** start Passage to read **

Hi Bas,
I'm afraid it isn't as easy as getting a working config file. The catGen
servlet used to support crawling an OPeNDAP/DODS server but no one was
using it and the code
(src/thredds/cataloggen/config/DodsDirDatasetSource.java and related
files) did not evolve with the rest of the catGen servlet and so it no
longer works.
Basically, what DodsDirDataSource did was take a DODS_dir URL (e.g.,
http://reason.gsfc.nasa.gov/opendap-bin/nph-dods/FTP_DATA/Giovanni/OPS/TOMS/EP/)
and scrape the returned HTML for further URLs to crawl. The scraping was
done by thredds.cataloggen.config.DodsURLExtractor. Not terribly elegant
but it got the job done. One problem is that dods_dir responses are not
very standardized so it might need munging for different OPeNDAP servers.
This document might be useful when you start on implementing a
CrawlableDataset to deal with dods_dir pages:
http://www.unidata.ucar.edu/projects/THREDDS/tech/cataloggen/devel/
I hope this is helpful. Sorry the existing code isn't really working.
Let me know if I can be of further assistance.
Ethan
Bas Retsios wrote:
Hello Ethan,
Valentijn Venus asked me to assist him in getting the remote DODS
catalog generator running. He forwarded me your recent email
communication (see below).
We have spent alot of time trying to accomplish this with the
cataloggen servlet, in Thredds 3.10. As far as I understood it is a
matter of adding a correct XML file as a new task with
http://<servername>:8080/thredds/cataloggen/admin/ , and have
"Period(minutes)" > 0.
Unfortunately I do not have a proper working example of an XML file
that crawls a remote DODS server. The existing example (under
config/examples/cetGenConf.exampleDods.xml) does nothing, perhaps
because the links in that file are outdated. "Does nothing" means that
after the "Initial Delay", the "Resulting Catalog" is an XML file of 9
lines, which (to my opinion) does not seem to contain any useful
information.

** end Passage to read **
** start Dataset **

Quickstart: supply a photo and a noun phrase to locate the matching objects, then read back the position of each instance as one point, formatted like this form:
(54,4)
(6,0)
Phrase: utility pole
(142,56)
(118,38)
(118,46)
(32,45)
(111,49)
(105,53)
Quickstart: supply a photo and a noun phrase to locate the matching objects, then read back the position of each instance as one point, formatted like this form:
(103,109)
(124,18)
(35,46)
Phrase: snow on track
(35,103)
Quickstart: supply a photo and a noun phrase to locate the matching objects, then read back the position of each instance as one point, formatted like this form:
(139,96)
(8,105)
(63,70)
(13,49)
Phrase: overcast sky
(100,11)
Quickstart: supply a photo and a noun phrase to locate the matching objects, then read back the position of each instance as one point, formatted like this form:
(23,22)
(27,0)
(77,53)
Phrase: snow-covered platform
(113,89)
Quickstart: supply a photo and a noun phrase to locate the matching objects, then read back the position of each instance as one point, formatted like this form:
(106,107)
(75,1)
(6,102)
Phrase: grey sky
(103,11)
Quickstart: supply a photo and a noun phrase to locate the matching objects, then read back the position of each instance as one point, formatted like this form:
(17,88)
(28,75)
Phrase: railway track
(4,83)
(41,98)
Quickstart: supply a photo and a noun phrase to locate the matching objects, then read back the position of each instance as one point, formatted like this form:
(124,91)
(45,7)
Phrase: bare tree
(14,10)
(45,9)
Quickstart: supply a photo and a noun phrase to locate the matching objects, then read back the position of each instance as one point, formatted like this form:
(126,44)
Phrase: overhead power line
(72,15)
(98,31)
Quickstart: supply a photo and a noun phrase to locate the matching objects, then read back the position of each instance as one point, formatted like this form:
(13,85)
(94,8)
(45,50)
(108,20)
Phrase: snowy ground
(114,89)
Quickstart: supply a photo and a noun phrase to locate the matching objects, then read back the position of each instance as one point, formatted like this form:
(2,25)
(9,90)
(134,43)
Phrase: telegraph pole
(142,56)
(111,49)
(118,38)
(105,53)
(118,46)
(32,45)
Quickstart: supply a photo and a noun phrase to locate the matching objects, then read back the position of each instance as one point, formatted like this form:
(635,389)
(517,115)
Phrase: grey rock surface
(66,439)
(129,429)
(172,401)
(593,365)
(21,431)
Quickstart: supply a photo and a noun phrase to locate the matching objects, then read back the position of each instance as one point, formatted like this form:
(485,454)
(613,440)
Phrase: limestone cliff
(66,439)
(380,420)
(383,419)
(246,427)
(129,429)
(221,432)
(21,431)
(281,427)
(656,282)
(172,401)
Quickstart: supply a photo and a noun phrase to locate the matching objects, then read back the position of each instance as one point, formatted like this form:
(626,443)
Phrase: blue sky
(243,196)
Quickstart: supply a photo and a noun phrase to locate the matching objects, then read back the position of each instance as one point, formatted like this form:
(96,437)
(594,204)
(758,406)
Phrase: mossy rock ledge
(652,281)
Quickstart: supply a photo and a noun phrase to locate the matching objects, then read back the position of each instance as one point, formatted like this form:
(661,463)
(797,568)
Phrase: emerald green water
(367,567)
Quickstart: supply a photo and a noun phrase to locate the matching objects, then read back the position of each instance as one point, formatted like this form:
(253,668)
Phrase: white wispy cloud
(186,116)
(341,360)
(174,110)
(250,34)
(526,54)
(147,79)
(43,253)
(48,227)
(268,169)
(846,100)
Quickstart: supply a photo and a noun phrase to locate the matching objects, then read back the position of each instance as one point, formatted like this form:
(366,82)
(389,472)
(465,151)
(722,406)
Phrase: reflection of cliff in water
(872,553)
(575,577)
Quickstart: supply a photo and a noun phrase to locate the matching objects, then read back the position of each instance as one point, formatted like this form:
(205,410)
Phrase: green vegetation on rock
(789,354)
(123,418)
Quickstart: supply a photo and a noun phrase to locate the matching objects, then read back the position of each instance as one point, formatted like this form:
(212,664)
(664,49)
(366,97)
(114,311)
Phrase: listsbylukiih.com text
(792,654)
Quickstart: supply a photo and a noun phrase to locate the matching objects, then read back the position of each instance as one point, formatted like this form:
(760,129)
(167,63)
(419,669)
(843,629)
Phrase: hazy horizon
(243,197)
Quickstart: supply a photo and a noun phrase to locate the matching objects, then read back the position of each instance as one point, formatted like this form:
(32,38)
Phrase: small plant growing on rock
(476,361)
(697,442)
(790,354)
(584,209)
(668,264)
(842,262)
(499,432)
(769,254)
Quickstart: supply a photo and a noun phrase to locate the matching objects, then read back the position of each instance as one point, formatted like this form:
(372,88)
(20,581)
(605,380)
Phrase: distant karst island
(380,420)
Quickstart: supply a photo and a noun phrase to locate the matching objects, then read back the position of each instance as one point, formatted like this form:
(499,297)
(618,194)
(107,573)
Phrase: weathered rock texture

** end Dataset **

** Problem **
Continue the email thread above about crawling a remote DODS server with the THREDDS catalog generator, starting right after its last sentence.

** Answer to this exercise **
Could you please send me a working version of
config/examples/cetGenConf.exampleDods.xml that I could try? (I'll
also be happy with another example, as long it is about remode DODS
data). Or if you suspect there is another problem in our approach,
give another hint?
Our intention was to follow your suggestion and transform the
DodsDirDataSource into a CrawlableDataset, but first I would like to
understand how the original "cataloggen servlet" code works.
Best regards,
Bas
--
Ir. V. (Bas) Retsios
Software Developer
IT Department, Sector Remote Sensing & GIS
International Institute for Geo-information Science and Earth Observation (ITC)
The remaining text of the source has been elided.